EXTRACT PROVIDED
------------------------------------------------------------
Former kingdom in West Africa

Waalo (Waalo) was a kingdom on the lower Senegal River in West Africa, in what is now Senegal and Mauritania. It included parts of the valley proper and areas north and south, extending to the Atlantic Ocean. To the north were Moorish emirates; to the south was the kingdom of Cayor; to the east was Jolof.

==History==
===Origins===
Oral histories claim that, before becoming a kingdom, the area of Waalo was ruled by a patchwork of Lamanes, a Serer title meaning the original owner of the land. Etymological evidence suggests that the area was ruled by the Jaa'ogo dynasty of Takrur. This aligns with early Arabic written sources which describe an island town known as Awlil (Waalo) near the mouth of the Senegal river, in a region called Senghana.

===Founding===
The exact founding date of Waalo is debated by historians, but is associated with the rule of the first king, the semi-legendary Ndiadiane Ndiaye, in 1287. Ndiaye, originally a Fula from Takrur, united the Lamanes and ruled Waalo for 16 years as an arbiter or judge rather than king before, according to some oral accounts, being driven out by his half brother Barka Bo, or Barka Mbodj. After this, Ndiaye took control of Jolof and founded the Jolof Empire. Barka Mbodj was the first ruler to use the royal title 'Brak'. Ndiaye eventually made Waalo a vassal.

Europeans first appeared off the coast of Waalo in the 15th century, and soon began trading. This caused a significant shift in economic power away from the Jolof heartland towards coastal vassals such as Waalo and Cayor. Buumi Jelen, a member of the royal family, may have established his own control over Waalo during this period, and is credited with creating a system of alkaldes who served as customs collectors for the Buurba Jolof. He later attempted to ally with the Portuguese to take power, but was killed by his erstwhile allies in a dispute.

The Jolof empire broke up in the aftermath of the battle of Danki in 1549, though the Brak continued to pay symbolic tribute to the Bourba Jolof until 1715.

===The French and the Desert===
In 1638, the French established the first permanent European trading settlement at the mouth of the Senegal River, moving to the site of Saint-Louis in 1659 while facing consistent military and political pressure from the Brak. The French presence would have a decisive effect on the rest of the history of Waalo.

Partly in response to the shift in trade away from Berber tribes to the French, Nasr ad-Din, a Berber Marabout, launched the Char Bouba War or the Marabout War, overthrowing the ruling aristocracy of Waalo (among other Senegal river kingdoms) in an attempt to establish an Islamic theocracy. Upon his death in 1674, however, his movement collapsed and the old hierarchies, aligned with Arab Hassan tribes north of the river and vigorously supported by the French, re-asserted themselves.
------------------------------------------------------------
DATASET EXCERPTS
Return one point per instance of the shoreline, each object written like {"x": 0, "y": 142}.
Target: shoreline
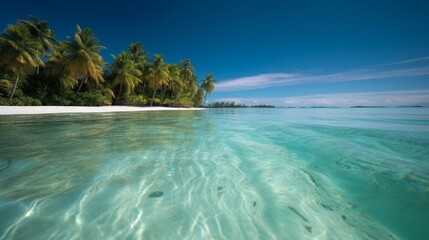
{"x": 33, "y": 110}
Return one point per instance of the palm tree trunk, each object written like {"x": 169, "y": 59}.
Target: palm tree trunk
{"x": 120, "y": 90}
{"x": 205, "y": 98}
{"x": 14, "y": 87}
{"x": 151, "y": 101}
{"x": 144, "y": 87}
{"x": 81, "y": 84}
{"x": 37, "y": 65}
{"x": 163, "y": 93}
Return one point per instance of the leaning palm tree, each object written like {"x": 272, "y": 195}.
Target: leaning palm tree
{"x": 18, "y": 52}
{"x": 158, "y": 75}
{"x": 56, "y": 68}
{"x": 187, "y": 72}
{"x": 41, "y": 33}
{"x": 139, "y": 57}
{"x": 208, "y": 85}
{"x": 82, "y": 58}
{"x": 173, "y": 79}
{"x": 138, "y": 54}
{"x": 125, "y": 73}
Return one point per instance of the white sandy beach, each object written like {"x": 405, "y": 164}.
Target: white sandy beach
{"x": 18, "y": 110}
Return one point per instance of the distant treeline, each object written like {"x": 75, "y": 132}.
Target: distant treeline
{"x": 236, "y": 105}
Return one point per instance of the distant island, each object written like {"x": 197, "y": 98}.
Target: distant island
{"x": 235, "y": 105}
{"x": 37, "y": 69}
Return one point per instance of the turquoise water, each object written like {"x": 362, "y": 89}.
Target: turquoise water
{"x": 216, "y": 174}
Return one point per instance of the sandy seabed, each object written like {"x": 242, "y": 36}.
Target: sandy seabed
{"x": 18, "y": 110}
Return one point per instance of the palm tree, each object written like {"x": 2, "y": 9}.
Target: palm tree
{"x": 187, "y": 72}
{"x": 176, "y": 83}
{"x": 158, "y": 74}
{"x": 208, "y": 85}
{"x": 82, "y": 58}
{"x": 125, "y": 73}
{"x": 40, "y": 33}
{"x": 139, "y": 56}
{"x": 57, "y": 68}
{"x": 174, "y": 77}
{"x": 18, "y": 52}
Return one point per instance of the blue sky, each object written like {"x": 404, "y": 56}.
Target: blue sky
{"x": 287, "y": 53}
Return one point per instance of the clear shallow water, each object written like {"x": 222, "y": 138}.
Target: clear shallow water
{"x": 216, "y": 174}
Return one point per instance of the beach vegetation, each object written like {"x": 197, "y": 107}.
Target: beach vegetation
{"x": 38, "y": 69}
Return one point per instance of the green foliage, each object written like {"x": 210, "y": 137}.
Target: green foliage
{"x": 137, "y": 100}
{"x": 225, "y": 105}
{"x": 20, "y": 101}
{"x": 69, "y": 98}
{"x": 75, "y": 64}
{"x": 5, "y": 87}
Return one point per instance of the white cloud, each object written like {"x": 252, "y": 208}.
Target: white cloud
{"x": 392, "y": 70}
{"x": 391, "y": 98}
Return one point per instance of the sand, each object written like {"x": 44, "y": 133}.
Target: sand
{"x": 18, "y": 110}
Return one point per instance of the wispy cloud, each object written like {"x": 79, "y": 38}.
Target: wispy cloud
{"x": 407, "y": 68}
{"x": 391, "y": 98}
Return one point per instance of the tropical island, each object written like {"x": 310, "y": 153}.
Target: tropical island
{"x": 37, "y": 69}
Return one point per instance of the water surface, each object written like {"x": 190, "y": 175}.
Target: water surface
{"x": 216, "y": 174}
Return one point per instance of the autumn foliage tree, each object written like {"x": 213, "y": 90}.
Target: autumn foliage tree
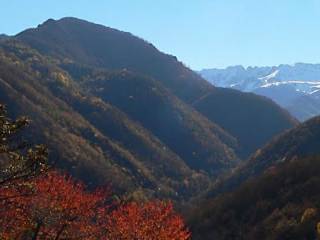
{"x": 61, "y": 208}
{"x": 58, "y": 208}
{"x": 39, "y": 204}
{"x": 18, "y": 161}
{"x": 155, "y": 220}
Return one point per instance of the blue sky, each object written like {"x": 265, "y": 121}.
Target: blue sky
{"x": 201, "y": 33}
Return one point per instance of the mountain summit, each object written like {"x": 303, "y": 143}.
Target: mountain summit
{"x": 96, "y": 46}
{"x": 294, "y": 87}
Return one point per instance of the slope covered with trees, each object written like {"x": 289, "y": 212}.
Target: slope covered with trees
{"x": 87, "y": 136}
{"x": 101, "y": 47}
{"x": 275, "y": 195}
{"x": 298, "y": 142}
{"x": 38, "y": 203}
{"x": 282, "y": 203}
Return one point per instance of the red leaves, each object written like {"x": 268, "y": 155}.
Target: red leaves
{"x": 149, "y": 221}
{"x": 54, "y": 206}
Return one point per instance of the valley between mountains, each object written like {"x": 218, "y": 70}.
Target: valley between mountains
{"x": 113, "y": 109}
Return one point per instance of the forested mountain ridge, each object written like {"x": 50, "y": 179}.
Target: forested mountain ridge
{"x": 299, "y": 142}
{"x": 272, "y": 196}
{"x": 120, "y": 152}
{"x": 93, "y": 45}
{"x": 140, "y": 119}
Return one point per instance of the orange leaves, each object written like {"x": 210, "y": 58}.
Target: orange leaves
{"x": 149, "y": 221}
{"x": 57, "y": 208}
{"x": 54, "y": 206}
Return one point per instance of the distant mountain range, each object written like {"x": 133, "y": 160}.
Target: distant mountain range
{"x": 294, "y": 87}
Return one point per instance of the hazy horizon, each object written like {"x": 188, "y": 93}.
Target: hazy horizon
{"x": 202, "y": 34}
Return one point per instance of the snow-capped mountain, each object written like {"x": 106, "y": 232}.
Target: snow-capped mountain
{"x": 295, "y": 87}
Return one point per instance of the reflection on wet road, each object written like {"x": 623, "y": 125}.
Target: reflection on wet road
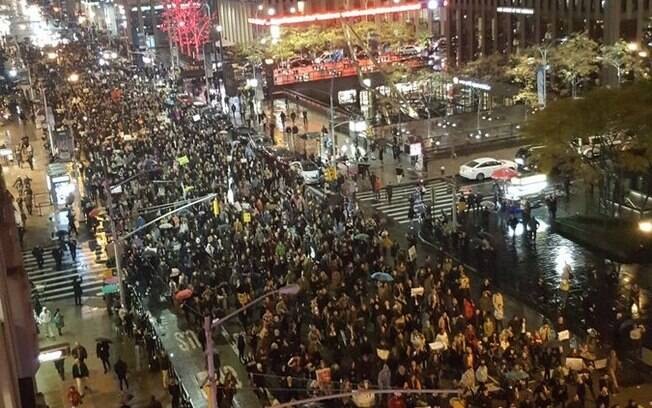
{"x": 533, "y": 273}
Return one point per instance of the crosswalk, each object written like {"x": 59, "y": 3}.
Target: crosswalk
{"x": 53, "y": 284}
{"x": 398, "y": 210}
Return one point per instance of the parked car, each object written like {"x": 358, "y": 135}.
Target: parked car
{"x": 482, "y": 168}
{"x": 527, "y": 157}
{"x": 309, "y": 171}
{"x": 409, "y": 51}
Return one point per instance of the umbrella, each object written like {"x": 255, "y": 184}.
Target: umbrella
{"x": 183, "y": 294}
{"x": 504, "y": 173}
{"x": 382, "y": 277}
{"x": 110, "y": 289}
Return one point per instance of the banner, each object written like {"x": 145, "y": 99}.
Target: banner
{"x": 541, "y": 85}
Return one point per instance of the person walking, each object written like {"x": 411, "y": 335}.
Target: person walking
{"x": 242, "y": 342}
{"x": 45, "y": 320}
{"x": 72, "y": 247}
{"x": 57, "y": 254}
{"x": 59, "y": 365}
{"x": 80, "y": 373}
{"x": 377, "y": 186}
{"x": 58, "y": 321}
{"x": 613, "y": 365}
{"x": 37, "y": 252}
{"x": 79, "y": 352}
{"x": 120, "y": 368}
{"x": 74, "y": 397}
{"x": 77, "y": 290}
{"x": 102, "y": 350}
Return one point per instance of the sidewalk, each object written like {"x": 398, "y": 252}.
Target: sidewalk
{"x": 85, "y": 324}
{"x": 634, "y": 384}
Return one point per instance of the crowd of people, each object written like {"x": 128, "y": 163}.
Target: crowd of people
{"x": 372, "y": 313}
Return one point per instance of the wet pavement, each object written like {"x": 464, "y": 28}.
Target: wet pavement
{"x": 184, "y": 347}
{"x": 531, "y": 271}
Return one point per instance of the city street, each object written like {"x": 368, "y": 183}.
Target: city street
{"x": 191, "y": 259}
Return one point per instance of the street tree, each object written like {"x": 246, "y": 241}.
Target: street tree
{"x": 522, "y": 72}
{"x": 616, "y": 125}
{"x": 576, "y": 60}
{"x": 187, "y": 25}
{"x": 494, "y": 67}
{"x": 623, "y": 58}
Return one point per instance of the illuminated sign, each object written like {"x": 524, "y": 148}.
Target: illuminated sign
{"x": 515, "y": 10}
{"x": 472, "y": 84}
{"x": 335, "y": 15}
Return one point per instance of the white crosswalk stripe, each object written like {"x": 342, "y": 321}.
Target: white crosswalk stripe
{"x": 55, "y": 284}
{"x": 399, "y": 208}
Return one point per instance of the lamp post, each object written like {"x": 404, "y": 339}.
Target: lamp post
{"x": 114, "y": 233}
{"x": 206, "y": 62}
{"x": 361, "y": 392}
{"x": 210, "y": 324}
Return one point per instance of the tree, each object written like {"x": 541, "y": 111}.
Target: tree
{"x": 494, "y": 67}
{"x": 620, "y": 120}
{"x": 523, "y": 72}
{"x": 187, "y": 25}
{"x": 575, "y": 60}
{"x": 623, "y": 59}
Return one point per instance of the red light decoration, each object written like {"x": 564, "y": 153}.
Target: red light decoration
{"x": 187, "y": 25}
{"x": 311, "y": 18}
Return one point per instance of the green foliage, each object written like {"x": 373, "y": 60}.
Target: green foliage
{"x": 576, "y": 59}
{"x": 522, "y": 72}
{"x": 623, "y": 59}
{"x": 494, "y": 67}
{"x": 622, "y": 117}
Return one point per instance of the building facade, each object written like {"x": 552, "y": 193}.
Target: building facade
{"x": 18, "y": 338}
{"x": 480, "y": 27}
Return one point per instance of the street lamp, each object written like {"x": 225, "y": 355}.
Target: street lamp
{"x": 209, "y": 325}
{"x": 645, "y": 226}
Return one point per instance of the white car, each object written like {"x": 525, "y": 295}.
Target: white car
{"x": 482, "y": 168}
{"x": 308, "y": 170}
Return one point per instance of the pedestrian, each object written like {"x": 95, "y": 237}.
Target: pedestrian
{"x": 80, "y": 373}
{"x": 37, "y": 252}
{"x": 120, "y": 368}
{"x": 79, "y": 352}
{"x": 377, "y": 187}
{"x": 45, "y": 320}
{"x": 399, "y": 174}
{"x": 57, "y": 255}
{"x": 242, "y": 345}
{"x": 29, "y": 200}
{"x": 74, "y": 397}
{"x": 175, "y": 393}
{"x": 58, "y": 321}
{"x": 72, "y": 247}
{"x": 613, "y": 365}
{"x": 154, "y": 403}
{"x": 59, "y": 365}
{"x": 165, "y": 369}
{"x": 77, "y": 290}
{"x": 103, "y": 350}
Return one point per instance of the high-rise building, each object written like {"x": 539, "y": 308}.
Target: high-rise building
{"x": 18, "y": 338}
{"x": 481, "y": 27}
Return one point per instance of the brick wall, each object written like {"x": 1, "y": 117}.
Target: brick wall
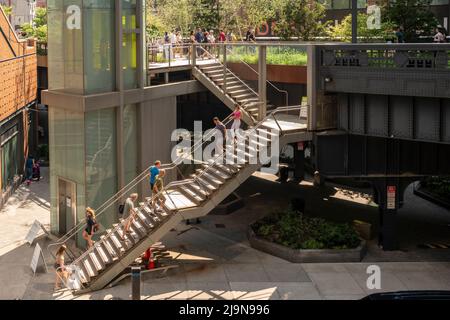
{"x": 18, "y": 71}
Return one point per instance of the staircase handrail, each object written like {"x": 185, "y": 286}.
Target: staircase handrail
{"x": 174, "y": 183}
{"x": 228, "y": 70}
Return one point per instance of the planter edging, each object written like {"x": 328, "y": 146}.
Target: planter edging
{"x": 307, "y": 255}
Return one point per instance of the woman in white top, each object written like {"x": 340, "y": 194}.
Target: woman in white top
{"x": 237, "y": 116}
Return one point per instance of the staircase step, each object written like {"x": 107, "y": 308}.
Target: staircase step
{"x": 267, "y": 132}
{"x": 145, "y": 220}
{"x": 209, "y": 66}
{"x": 114, "y": 250}
{"x": 229, "y": 170}
{"x": 211, "y": 179}
{"x": 128, "y": 240}
{"x": 96, "y": 260}
{"x": 245, "y": 95}
{"x": 90, "y": 269}
{"x": 138, "y": 227}
{"x": 84, "y": 271}
{"x": 238, "y": 91}
{"x": 103, "y": 253}
{"x": 246, "y": 101}
{"x": 191, "y": 195}
{"x": 210, "y": 172}
{"x": 219, "y": 172}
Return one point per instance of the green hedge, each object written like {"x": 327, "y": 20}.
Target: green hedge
{"x": 294, "y": 230}
{"x": 438, "y": 185}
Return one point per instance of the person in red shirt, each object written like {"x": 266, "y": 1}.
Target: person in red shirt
{"x": 222, "y": 36}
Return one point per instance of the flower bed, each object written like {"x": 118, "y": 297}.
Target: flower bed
{"x": 296, "y": 238}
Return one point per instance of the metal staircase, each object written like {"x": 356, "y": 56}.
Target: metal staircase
{"x": 186, "y": 199}
{"x": 228, "y": 87}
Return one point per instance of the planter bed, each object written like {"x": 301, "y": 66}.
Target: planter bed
{"x": 307, "y": 255}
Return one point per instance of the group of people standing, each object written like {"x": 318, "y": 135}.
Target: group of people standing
{"x": 128, "y": 210}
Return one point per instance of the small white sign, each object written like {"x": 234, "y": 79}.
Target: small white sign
{"x": 37, "y": 255}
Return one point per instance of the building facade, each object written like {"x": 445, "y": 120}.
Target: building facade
{"x": 18, "y": 90}
{"x": 105, "y": 126}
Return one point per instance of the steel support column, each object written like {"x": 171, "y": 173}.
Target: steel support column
{"x": 262, "y": 81}
{"x": 354, "y": 21}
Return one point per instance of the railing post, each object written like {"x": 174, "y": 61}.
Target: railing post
{"x": 224, "y": 69}
{"x": 262, "y": 81}
{"x": 313, "y": 85}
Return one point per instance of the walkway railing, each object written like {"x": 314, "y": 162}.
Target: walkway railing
{"x": 389, "y": 56}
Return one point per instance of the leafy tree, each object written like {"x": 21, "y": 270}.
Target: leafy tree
{"x": 167, "y": 15}
{"x": 242, "y": 14}
{"x": 186, "y": 15}
{"x": 343, "y": 30}
{"x": 299, "y": 18}
{"x": 206, "y": 13}
{"x": 7, "y": 10}
{"x": 414, "y": 16}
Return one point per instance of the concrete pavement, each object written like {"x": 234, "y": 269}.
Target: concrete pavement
{"x": 214, "y": 259}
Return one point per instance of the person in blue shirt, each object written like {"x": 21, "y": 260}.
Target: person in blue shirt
{"x": 29, "y": 169}
{"x": 154, "y": 171}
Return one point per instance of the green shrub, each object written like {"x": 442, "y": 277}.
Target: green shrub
{"x": 296, "y": 231}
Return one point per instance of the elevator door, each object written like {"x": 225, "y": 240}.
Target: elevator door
{"x": 66, "y": 205}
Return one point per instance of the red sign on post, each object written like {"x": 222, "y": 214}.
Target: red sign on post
{"x": 391, "y": 197}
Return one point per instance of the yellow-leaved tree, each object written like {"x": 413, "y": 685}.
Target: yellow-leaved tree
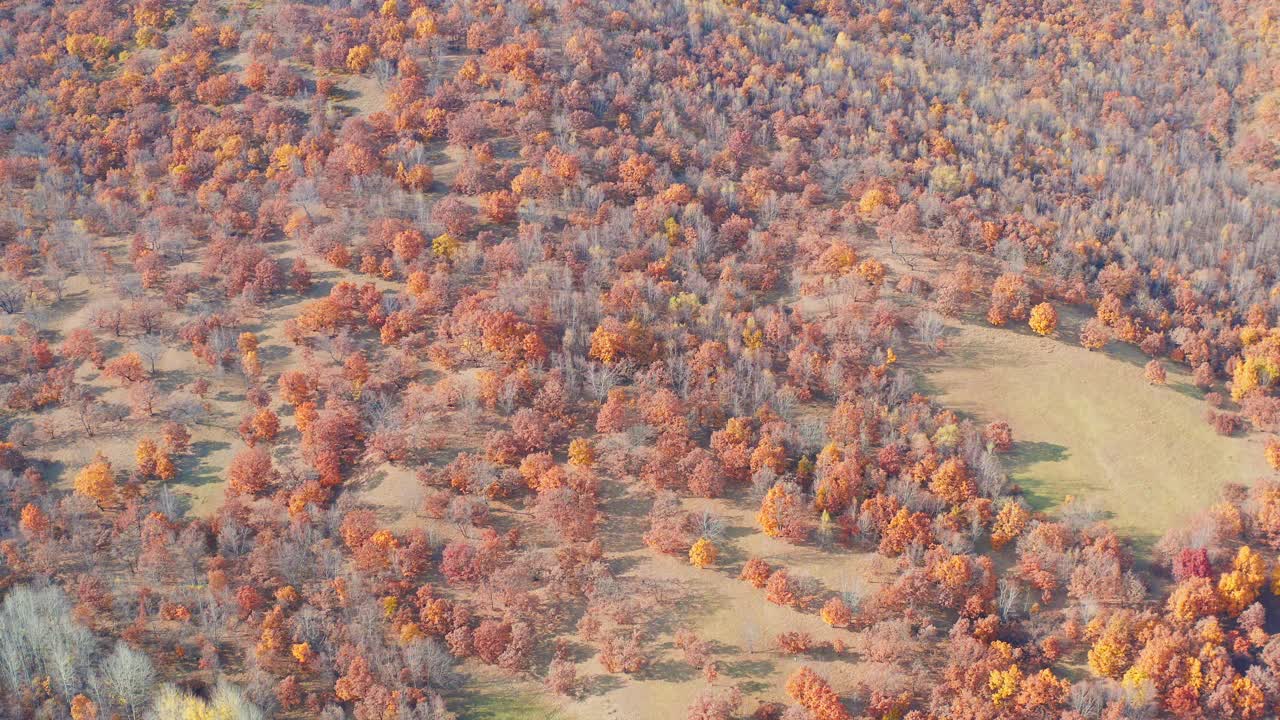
{"x": 96, "y": 481}
{"x": 1043, "y": 319}
{"x": 703, "y": 554}
{"x": 1242, "y": 586}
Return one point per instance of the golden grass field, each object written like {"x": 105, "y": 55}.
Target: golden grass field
{"x": 1087, "y": 424}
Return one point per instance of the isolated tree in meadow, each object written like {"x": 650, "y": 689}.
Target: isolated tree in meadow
{"x": 782, "y": 513}
{"x": 1095, "y": 335}
{"x": 126, "y": 368}
{"x": 999, "y": 436}
{"x": 836, "y": 613}
{"x": 1043, "y": 319}
{"x": 96, "y": 481}
{"x": 757, "y": 573}
{"x": 703, "y": 554}
{"x": 1155, "y": 373}
{"x": 250, "y": 472}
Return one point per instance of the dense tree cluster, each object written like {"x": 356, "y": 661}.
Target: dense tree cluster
{"x": 540, "y": 255}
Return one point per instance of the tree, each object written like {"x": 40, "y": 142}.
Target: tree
{"x": 33, "y": 522}
{"x": 96, "y": 481}
{"x": 1155, "y": 373}
{"x": 1240, "y": 587}
{"x": 1004, "y": 683}
{"x": 1095, "y": 335}
{"x": 703, "y": 554}
{"x": 131, "y": 679}
{"x": 836, "y": 613}
{"x": 782, "y": 513}
{"x": 1043, "y": 319}
{"x": 814, "y": 695}
{"x": 757, "y": 573}
{"x": 1010, "y": 523}
{"x": 250, "y": 472}
{"x": 126, "y": 368}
------------------------------------------------------------
PROBLEM
Copy the Waalo text again, everything from "Europeans first appeared" down to "in a dispute.", but put "tax collectors" wherever "customs collectors" appears.

COMPLETED TASK
Europeans first appeared off the coast of Waalo in the 15th century, and soon began trading. This caused a significant shift in economic power away from the Jolof heartland towards coastal vassals such as Waalo and Cayor. Buumi Jelen, a member of the royal family, may have established his own control over Waalo during this period, and is credited with creating a system of alkaldes who served as tax collectors for the Buurba Jolof. He later attempted to ally with the Portuguese to take power, but was killed by his erstwhile allies in a dispute.